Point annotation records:
____________

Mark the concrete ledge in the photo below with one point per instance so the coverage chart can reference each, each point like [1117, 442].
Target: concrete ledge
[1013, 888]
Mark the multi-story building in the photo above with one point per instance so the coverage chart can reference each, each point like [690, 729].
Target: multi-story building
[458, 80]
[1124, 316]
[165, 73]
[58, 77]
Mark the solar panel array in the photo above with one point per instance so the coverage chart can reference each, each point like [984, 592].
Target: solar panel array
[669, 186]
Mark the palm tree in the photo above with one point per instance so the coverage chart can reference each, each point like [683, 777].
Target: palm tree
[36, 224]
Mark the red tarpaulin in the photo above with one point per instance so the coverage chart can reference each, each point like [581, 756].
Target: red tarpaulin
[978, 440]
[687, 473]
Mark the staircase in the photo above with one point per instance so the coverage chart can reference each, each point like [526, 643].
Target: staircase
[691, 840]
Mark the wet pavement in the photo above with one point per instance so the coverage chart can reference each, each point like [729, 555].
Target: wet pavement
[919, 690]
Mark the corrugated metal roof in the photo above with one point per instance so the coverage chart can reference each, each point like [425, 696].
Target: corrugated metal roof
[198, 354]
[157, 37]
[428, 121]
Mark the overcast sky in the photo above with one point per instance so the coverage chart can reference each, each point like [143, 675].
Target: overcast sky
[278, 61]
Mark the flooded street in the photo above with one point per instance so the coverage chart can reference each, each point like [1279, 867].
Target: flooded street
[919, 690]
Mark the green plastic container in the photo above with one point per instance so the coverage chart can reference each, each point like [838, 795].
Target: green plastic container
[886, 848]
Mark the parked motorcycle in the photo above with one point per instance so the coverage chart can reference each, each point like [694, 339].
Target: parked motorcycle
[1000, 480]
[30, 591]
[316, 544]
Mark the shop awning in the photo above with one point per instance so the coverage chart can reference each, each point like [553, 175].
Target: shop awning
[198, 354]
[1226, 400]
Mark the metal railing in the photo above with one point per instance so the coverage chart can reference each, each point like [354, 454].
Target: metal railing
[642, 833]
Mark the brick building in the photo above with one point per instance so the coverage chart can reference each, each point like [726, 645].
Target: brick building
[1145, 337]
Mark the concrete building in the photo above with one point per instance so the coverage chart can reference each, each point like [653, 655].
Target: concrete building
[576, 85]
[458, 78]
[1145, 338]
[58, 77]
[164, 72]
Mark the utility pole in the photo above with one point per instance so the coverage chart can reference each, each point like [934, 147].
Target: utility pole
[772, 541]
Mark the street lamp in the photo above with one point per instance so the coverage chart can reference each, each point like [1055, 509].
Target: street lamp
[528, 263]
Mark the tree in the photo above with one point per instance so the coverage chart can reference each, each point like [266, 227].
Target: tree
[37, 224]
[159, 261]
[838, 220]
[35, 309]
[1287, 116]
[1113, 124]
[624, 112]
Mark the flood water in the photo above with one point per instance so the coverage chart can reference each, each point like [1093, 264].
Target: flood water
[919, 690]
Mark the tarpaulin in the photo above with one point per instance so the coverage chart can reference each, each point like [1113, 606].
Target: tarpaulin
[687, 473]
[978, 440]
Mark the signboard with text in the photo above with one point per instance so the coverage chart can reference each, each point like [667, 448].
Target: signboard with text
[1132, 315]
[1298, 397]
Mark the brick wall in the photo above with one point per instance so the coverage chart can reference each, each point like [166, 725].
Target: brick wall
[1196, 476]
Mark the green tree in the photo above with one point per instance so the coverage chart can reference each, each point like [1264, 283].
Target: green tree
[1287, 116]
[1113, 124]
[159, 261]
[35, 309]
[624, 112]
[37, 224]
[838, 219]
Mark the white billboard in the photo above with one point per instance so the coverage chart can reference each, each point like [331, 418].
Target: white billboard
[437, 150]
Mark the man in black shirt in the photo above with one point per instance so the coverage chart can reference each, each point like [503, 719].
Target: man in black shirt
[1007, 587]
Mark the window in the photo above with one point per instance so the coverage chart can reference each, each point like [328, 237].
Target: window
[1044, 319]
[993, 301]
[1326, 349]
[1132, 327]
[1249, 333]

____________

■ Brief ■
Each entry above is to be printed again exactly.

■ The completed task ■
Mark the concrete ledge in the photo below with one point per instance so the coverage chart can reference each, each point like [1117, 442].
Target: concrete ledge
[1013, 888]
Mark the multi-story building in the photo above with one point per instance so the coverage chart can reference each, each point like [690, 729].
Target: multi-story building
[458, 80]
[1124, 316]
[165, 73]
[58, 77]
Mark the solar panel array in the photo above with one point per instance so the coverage chart can reference each, each point like [984, 592].
Target: solar panel array
[669, 186]
Mark the palm tree in the photo above with one point per instance so the coverage chart can reference each, each point like [683, 777].
Target: palm tree
[36, 224]
Mark the red tarpaulin in the photo above with one point per instance so the coverage chart can reference each, each point like [581, 756].
Target: red tarpaulin
[978, 440]
[687, 473]
Mark the staircase in the photo above with one point per instance so the coverage chart can reference each, each point like [526, 643].
Target: staircase
[691, 840]
Mark the wet pavement in the photo above with one point per instance so the coverage chart can reference each, each point like [729, 555].
Target: wet pavement
[919, 690]
Mark the corrugated metal roof in the photo above with one point per instance so the coverage chart can reference each, each point like [425, 696].
Target: corrugated metal roof
[198, 354]
[157, 37]
[428, 121]
Mark the overcast sky in the photo above with one point per instance so the coverage chart can reference each, each point like [143, 675].
Target: overcast sky
[278, 61]
Mark the flooded street in the photo above with one point per instance so the coverage chart can reference each, each point like [1279, 867].
Target: flooded street
[919, 690]
Mark the green plastic container in the photo above with one point per instance so the coverage chart can reference each, each point like [838, 795].
Target: green plastic container
[886, 848]
Mark the parked motorcycle in the photo above with one point per instance so the coverage chart can reference each, each point like [694, 339].
Target: parked motorcycle
[1000, 480]
[30, 591]
[316, 544]
Mark the shop awning in the photo above with one point per instance so the coverage chart can reference each, each point like [553, 175].
Target: shop awning
[198, 354]
[1226, 400]
Mark the metal railing in the photo above with one point per instance so the coverage chart can reference each, each point like [354, 454].
Target: metal railing
[642, 833]
Mark the brick building in the photo above with one point per instance so the coverage chart can reference each, each point like [726, 645].
Target: brick building
[1145, 337]
Mark the concrete building in the photo above with one point per instance so the coverage chart can reference each, each point like [653, 655].
Target: concrete building
[576, 85]
[458, 78]
[1145, 338]
[58, 77]
[164, 72]
Mark the utility pole in the photo above with one point per instance so the coverage chart can reference each, each point like [934, 147].
Target: utility pole
[772, 541]
Mark the street lamp in the photo above with one point per instance so the coverage chart can reference each, each point like [1055, 509].
Target: street lamp
[528, 263]
Mark the tree in the photo above with one point per instance so the coverage chart can reference each, each point like [266, 227].
Target: tree
[37, 224]
[159, 261]
[838, 220]
[35, 309]
[1287, 116]
[1113, 124]
[624, 112]
Mark the flood water in the photo above with one point per instance so the coverage chart can reference each, each point like [1093, 264].
Target: flood water
[919, 690]
Mark the tarpaulin in the photo above with one point per instance so the coverage chart can reference each, each point like [1113, 606].
Target: tarpaulin
[687, 473]
[978, 440]
Mark the signboard with text in the photo above with one point per instance so the coverage chart can reference each, each point like [667, 448].
Target: signboard with text
[1132, 315]
[1298, 397]
Mark the brick wall in the photo above with one point per instance so the coverage chart can reference each, each point like [166, 725].
Target: brick wall
[1196, 476]
Mark the green tree in the photo above with one point per instance so the coverage chart can reference each, each point like [1264, 283].
Target: green tree
[1287, 116]
[1113, 124]
[159, 261]
[35, 309]
[624, 112]
[37, 224]
[838, 219]
Mark the white billboard in the photo above with one point per instance so the coverage chart can reference each, each point like [331, 418].
Target: white billboard
[437, 150]
Mark the man in black shirt in the photo above with one point per instance so the coverage chart can reference each, each point like [503, 719].
Target: man in black shirt
[1007, 587]
Mark the window in the photo above with one point per instance so the coverage chart can reference each, each point like [328, 237].
Target: window
[1044, 319]
[993, 301]
[1326, 349]
[1132, 327]
[1249, 333]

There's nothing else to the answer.